**DATA TO USE**.
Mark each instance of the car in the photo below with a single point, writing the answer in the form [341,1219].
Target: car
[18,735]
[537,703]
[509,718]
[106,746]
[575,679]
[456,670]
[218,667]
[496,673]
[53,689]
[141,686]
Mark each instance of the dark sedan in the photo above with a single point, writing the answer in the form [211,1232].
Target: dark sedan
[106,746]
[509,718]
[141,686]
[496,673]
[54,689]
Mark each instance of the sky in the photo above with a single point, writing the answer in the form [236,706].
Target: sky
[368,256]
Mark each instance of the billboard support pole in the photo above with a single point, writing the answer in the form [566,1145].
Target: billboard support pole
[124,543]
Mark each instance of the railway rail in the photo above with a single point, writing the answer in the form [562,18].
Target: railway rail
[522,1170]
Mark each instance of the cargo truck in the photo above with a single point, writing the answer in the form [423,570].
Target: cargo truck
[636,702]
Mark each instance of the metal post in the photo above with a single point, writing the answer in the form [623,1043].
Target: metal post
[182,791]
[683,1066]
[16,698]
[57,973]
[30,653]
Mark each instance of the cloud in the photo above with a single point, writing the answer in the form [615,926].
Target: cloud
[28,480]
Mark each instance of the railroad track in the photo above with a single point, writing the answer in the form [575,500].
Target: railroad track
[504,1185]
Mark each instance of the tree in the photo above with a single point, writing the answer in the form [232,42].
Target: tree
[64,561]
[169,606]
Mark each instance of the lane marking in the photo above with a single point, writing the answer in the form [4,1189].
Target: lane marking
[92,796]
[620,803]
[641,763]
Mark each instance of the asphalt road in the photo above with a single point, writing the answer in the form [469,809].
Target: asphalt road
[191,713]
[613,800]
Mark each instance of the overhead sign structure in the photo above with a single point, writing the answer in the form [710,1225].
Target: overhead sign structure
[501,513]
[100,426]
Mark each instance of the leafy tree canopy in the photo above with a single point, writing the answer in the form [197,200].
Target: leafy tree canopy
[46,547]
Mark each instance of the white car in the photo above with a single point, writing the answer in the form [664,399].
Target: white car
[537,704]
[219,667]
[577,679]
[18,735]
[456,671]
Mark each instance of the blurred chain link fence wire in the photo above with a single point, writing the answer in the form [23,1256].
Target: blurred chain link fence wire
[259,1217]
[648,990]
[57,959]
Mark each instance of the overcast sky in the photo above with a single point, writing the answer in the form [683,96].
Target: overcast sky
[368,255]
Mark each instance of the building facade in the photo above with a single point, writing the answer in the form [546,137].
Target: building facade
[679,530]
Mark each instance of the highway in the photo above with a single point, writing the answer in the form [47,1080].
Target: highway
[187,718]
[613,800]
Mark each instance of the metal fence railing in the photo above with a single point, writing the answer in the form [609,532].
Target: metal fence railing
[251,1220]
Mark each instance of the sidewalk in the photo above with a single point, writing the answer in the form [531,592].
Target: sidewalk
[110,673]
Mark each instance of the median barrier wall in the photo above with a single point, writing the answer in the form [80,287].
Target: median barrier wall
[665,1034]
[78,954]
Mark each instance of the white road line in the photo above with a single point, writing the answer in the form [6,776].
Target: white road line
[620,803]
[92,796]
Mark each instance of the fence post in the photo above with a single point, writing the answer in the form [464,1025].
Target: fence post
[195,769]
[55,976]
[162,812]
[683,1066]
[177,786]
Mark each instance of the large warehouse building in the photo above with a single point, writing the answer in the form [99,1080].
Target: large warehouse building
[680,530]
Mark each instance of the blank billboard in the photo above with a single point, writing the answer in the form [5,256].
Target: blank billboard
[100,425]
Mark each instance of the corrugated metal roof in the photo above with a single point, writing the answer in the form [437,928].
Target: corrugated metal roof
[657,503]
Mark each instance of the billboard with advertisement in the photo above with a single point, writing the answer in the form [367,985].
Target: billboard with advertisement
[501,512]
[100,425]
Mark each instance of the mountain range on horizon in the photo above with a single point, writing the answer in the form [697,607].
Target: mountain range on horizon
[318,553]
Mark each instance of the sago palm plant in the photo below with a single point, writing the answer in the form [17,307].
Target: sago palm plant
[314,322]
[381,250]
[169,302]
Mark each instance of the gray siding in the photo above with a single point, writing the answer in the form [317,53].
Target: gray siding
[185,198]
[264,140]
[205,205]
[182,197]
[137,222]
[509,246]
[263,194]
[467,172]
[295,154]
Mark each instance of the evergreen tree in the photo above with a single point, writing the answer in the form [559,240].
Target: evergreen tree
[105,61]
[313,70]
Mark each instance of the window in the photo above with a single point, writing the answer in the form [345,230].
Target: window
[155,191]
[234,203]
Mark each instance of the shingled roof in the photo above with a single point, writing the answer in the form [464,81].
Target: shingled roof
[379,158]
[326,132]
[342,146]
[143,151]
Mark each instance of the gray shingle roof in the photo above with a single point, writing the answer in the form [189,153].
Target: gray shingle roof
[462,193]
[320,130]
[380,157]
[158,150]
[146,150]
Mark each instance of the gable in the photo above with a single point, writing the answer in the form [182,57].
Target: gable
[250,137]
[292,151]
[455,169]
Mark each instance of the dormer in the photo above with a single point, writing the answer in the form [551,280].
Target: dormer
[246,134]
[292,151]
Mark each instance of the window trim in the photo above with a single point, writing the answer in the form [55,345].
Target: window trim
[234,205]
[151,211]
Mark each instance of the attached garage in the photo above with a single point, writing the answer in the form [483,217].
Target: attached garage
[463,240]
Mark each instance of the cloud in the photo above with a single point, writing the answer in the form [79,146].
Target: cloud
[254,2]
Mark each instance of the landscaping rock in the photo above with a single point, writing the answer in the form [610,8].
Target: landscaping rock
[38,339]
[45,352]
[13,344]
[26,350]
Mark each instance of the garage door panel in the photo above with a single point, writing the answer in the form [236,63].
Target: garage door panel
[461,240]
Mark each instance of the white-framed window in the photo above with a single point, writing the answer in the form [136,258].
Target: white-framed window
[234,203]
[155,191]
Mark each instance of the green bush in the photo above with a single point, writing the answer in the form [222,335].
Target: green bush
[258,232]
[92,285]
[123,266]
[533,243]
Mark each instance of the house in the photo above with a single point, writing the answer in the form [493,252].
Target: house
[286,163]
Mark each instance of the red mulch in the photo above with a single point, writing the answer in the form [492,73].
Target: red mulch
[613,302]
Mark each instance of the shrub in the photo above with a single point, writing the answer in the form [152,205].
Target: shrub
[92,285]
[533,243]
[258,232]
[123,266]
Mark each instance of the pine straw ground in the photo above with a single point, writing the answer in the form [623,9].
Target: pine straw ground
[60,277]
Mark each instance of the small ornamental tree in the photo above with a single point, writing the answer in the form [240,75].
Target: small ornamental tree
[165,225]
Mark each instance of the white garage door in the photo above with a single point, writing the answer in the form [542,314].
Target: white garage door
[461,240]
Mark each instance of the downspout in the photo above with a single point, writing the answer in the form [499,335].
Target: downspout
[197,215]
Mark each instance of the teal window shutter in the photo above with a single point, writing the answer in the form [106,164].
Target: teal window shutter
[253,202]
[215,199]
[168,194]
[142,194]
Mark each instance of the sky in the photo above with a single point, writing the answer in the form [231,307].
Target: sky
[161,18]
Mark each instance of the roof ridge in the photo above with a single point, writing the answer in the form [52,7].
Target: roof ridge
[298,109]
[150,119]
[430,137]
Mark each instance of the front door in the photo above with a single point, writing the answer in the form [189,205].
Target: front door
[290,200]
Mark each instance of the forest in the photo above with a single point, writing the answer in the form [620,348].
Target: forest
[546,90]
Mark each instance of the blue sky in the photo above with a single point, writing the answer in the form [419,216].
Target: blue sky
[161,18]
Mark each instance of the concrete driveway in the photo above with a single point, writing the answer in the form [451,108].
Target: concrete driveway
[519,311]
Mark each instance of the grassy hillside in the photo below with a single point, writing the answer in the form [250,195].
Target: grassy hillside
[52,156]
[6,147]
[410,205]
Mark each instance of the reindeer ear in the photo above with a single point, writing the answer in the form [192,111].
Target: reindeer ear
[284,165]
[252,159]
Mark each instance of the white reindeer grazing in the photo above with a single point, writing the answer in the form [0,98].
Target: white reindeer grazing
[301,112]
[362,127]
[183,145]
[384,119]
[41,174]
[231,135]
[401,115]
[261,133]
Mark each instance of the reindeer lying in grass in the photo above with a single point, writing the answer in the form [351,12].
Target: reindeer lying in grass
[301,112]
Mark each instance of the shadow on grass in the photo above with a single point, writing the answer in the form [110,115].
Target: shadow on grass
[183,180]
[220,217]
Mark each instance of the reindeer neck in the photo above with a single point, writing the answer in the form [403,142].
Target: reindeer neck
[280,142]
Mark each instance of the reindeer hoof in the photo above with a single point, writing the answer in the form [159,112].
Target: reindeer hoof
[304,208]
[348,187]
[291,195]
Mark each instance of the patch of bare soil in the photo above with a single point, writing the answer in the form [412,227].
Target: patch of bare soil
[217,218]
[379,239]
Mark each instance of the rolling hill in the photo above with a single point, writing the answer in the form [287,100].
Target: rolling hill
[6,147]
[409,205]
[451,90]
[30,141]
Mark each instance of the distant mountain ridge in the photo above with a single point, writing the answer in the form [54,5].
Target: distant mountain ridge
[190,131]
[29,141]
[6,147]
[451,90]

**ABOUT THIS TASK**. Search the entries for the word "below" and copy every line that holds it.

**TASK RESULT**.
Mark each instance of the car in the photo below with a single point, writing the answer in the form [341,1219].
Mark each instance of the sago palm plant in the photo below with a single point, writing the answer in the form [17,307].
Mark each instance of the grassy hillside in the photo below with a single point, writing the answer in the form [250,195].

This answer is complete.